== Task ==
Rewrite the rows from their beginning through the line containing "MULTIPOLYGON (((143 27, 158", replacing "even-odd rule" with "nonzero winding rule" and changing nothing else. Omit the pictures.

== Recorded data ==
:::

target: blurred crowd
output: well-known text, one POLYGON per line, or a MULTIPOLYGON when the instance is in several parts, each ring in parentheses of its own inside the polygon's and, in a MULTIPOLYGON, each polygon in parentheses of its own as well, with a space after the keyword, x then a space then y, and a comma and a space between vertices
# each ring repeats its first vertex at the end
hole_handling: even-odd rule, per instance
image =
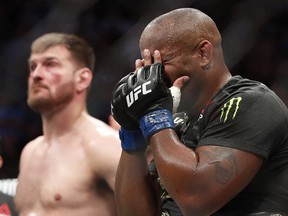
MULTIPOLYGON (((143 27, 158 14, 195 7, 210 15, 223 36, 232 74, 259 80, 288 105, 288 3, 284 0, 1 0, 1 178, 18 175, 25 144, 40 135, 41 121, 26 105, 30 43, 46 32, 75 33, 96 53, 89 112, 106 121, 114 84, 133 70, 143 27)), ((37 163, 37 161, 35 161, 37 163)))

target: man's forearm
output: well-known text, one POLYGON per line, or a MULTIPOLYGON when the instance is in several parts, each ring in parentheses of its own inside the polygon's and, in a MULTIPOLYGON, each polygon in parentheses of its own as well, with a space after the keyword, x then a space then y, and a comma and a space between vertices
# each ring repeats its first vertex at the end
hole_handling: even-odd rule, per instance
POLYGON ((120 216, 158 215, 159 201, 143 152, 122 152, 115 190, 120 216))

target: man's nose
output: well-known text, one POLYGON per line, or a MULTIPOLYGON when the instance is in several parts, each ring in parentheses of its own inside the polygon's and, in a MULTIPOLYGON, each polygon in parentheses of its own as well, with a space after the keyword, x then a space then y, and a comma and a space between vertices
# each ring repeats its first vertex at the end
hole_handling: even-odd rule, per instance
POLYGON ((31 76, 33 79, 41 79, 43 76, 43 68, 38 65, 33 71, 31 71, 31 76))

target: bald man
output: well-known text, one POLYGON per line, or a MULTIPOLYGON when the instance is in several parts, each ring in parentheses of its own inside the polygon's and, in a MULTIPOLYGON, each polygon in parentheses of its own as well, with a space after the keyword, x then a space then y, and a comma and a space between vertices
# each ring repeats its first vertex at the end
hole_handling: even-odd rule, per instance
POLYGON ((262 83, 230 74, 214 21, 173 10, 146 26, 139 46, 142 59, 112 98, 122 131, 120 215, 287 214, 287 107, 262 83), (171 84, 184 86, 178 112, 188 118, 173 121, 171 84))

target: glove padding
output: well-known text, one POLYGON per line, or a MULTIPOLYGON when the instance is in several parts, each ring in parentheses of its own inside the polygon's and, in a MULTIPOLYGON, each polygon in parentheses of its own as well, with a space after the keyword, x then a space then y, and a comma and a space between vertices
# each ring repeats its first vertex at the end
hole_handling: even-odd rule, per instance
MULTIPOLYGON (((133 73, 133 72, 132 72, 133 73)), ((139 129, 138 122, 134 121, 125 110, 125 106, 123 106, 123 92, 124 88, 126 88, 127 80, 129 76, 132 74, 129 73, 125 77, 123 77, 114 87, 112 93, 112 101, 111 101, 111 113, 114 119, 118 122, 118 124, 127 130, 136 130, 139 129)))
POLYGON ((121 147, 126 152, 145 151, 147 144, 139 128, 138 122, 134 121, 126 112, 122 103, 119 103, 121 94, 127 83, 130 74, 123 77, 114 87, 111 101, 111 113, 114 119, 120 124, 119 138, 121 147))
POLYGON ((159 109, 172 111, 173 99, 167 85, 169 82, 160 63, 144 66, 128 74, 120 80, 114 91, 112 113, 115 119, 122 124, 125 123, 124 127, 124 125, 130 126, 130 123, 122 118, 127 114, 135 122, 139 122, 142 116, 151 111, 159 109))

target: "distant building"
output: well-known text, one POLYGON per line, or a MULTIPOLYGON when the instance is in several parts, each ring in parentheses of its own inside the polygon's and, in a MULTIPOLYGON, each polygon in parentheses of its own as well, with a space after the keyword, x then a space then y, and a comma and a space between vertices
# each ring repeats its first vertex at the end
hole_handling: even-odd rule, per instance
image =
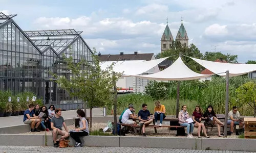
MULTIPOLYGON (((154 53, 138 54, 135 52, 133 54, 124 54, 121 52, 120 54, 98 55, 101 62, 117 61, 151 61, 155 60, 154 53)), ((138 65, 139 66, 139 65, 138 65)), ((158 66, 145 72, 142 74, 148 74, 159 71, 158 66)), ((148 80, 134 76, 121 77, 117 82, 116 86, 118 88, 118 93, 142 92, 145 86, 148 83, 148 80)))

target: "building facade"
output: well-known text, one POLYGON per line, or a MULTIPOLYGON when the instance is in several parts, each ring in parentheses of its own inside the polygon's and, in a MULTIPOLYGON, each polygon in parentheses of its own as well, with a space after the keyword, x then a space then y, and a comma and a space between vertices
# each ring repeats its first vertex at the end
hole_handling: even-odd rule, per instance
POLYGON ((0 13, 0 90, 31 91, 45 105, 63 109, 82 108, 83 101, 70 96, 54 76, 71 78, 63 56, 72 56, 74 62, 83 59, 93 64, 93 52, 80 36, 82 32, 25 32, 13 20, 15 16, 0 13))

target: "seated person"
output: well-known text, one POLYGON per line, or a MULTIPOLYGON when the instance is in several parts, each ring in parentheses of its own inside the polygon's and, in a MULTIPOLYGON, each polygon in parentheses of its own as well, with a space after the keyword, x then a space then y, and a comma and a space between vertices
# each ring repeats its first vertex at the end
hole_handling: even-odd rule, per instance
POLYGON ((161 105, 159 101, 156 101, 155 102, 155 121, 156 123, 155 125, 157 125, 157 120, 160 120, 159 126, 162 126, 162 123, 163 122, 163 120, 165 118, 165 107, 164 105, 161 105))
POLYGON ((218 136, 222 137, 221 126, 224 126, 224 124, 217 118, 216 114, 214 112, 214 108, 211 105, 208 106, 206 111, 203 114, 203 117, 205 118, 205 122, 204 123, 208 123, 212 125, 218 126, 218 136), (211 118, 212 118, 212 120, 211 118))
POLYGON ((234 125, 239 125, 240 129, 243 128, 243 123, 239 122, 242 121, 239 119, 238 117, 240 116, 240 113, 238 111, 238 108, 236 106, 233 107, 232 110, 228 112, 227 115, 227 124, 230 125, 230 131, 233 133, 234 130, 234 125))
POLYGON ((189 118, 189 115, 187 111, 187 106, 186 105, 182 106, 181 110, 179 113, 179 123, 181 126, 187 128, 187 137, 192 138, 193 138, 192 133, 194 130, 194 123, 188 123, 186 121, 189 118))
POLYGON ((138 116, 140 120, 140 126, 142 126, 143 136, 146 136, 145 134, 145 126, 149 125, 153 121, 152 119, 150 118, 150 112, 147 110, 147 105, 146 104, 142 104, 142 109, 139 111, 138 116))
POLYGON ((39 116, 36 116, 35 115, 34 111, 33 111, 35 105, 34 104, 31 104, 29 105, 29 109, 24 112, 23 122, 25 124, 31 124, 31 132, 40 132, 40 131, 37 130, 37 128, 41 123, 41 120, 39 118, 39 116), (34 129, 34 128, 35 128, 35 129, 34 129))
POLYGON ((53 137, 53 146, 57 147, 59 146, 59 140, 65 139, 69 136, 68 128, 66 125, 64 119, 61 116, 61 109, 55 109, 56 115, 52 118, 51 120, 51 128, 52 129, 52 137, 53 137), (64 126, 66 131, 62 131, 62 126, 64 126), (57 135, 61 135, 60 138, 57 139, 57 135))
POLYGON ((132 119, 129 119, 129 118, 133 119, 136 118, 137 117, 137 116, 133 116, 133 114, 132 113, 132 111, 134 109, 134 108, 133 105, 129 105, 129 109, 124 111, 122 116, 122 119, 121 120, 122 123, 125 124, 137 124, 136 121, 134 121, 132 119))

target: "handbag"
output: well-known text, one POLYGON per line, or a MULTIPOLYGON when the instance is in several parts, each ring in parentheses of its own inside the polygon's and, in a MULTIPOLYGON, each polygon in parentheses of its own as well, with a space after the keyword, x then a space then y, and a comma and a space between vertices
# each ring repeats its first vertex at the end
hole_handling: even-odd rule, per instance
POLYGON ((59 140, 59 147, 66 148, 69 146, 69 140, 66 139, 61 139, 59 140))

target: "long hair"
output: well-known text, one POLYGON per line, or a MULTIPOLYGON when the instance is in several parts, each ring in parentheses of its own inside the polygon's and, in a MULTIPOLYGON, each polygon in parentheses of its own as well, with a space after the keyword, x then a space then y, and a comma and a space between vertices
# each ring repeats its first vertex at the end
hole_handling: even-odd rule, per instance
POLYGON ((200 114, 203 115, 203 111, 202 110, 202 108, 199 105, 196 106, 196 108, 195 108, 195 110, 194 111, 196 112, 197 112, 197 107, 198 107, 199 108, 199 113, 200 113, 200 114))
POLYGON ((207 114, 212 114, 213 116, 216 116, 216 114, 215 114, 215 112, 214 112, 214 108, 212 107, 212 106, 211 106, 210 105, 209 105, 208 106, 207 109, 206 109, 206 111, 205 112, 207 114), (208 109, 209 108, 211 108, 211 113, 209 112, 209 111, 208 111, 208 109))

:::

== Complete output ==
target: blurred crowd
output: well-known text, one POLYGON per line, or a MULTIPOLYGON when the instance is in several parts, each ring in parentheses of its own inside the polygon's and, in a MULTIPOLYGON, each polygon in parentheses of its own as well, with a space after the keyword, x then a space then y, and a comma and a space between vertices
# each ring repeats its first vertex at the end
hole_handling: nonzero winding rule, per instance
image =
MULTIPOLYGON (((143 27, 158 14, 195 7, 210 15, 223 36, 232 74, 259 80, 288 105, 288 3, 284 0, 1 0, 1 178, 18 175, 25 144, 40 135, 41 121, 26 105, 30 43, 46 32, 75 33, 96 53, 89 112, 106 121, 114 84, 133 70, 143 27)), ((37 163, 37 161, 35 161, 37 163)))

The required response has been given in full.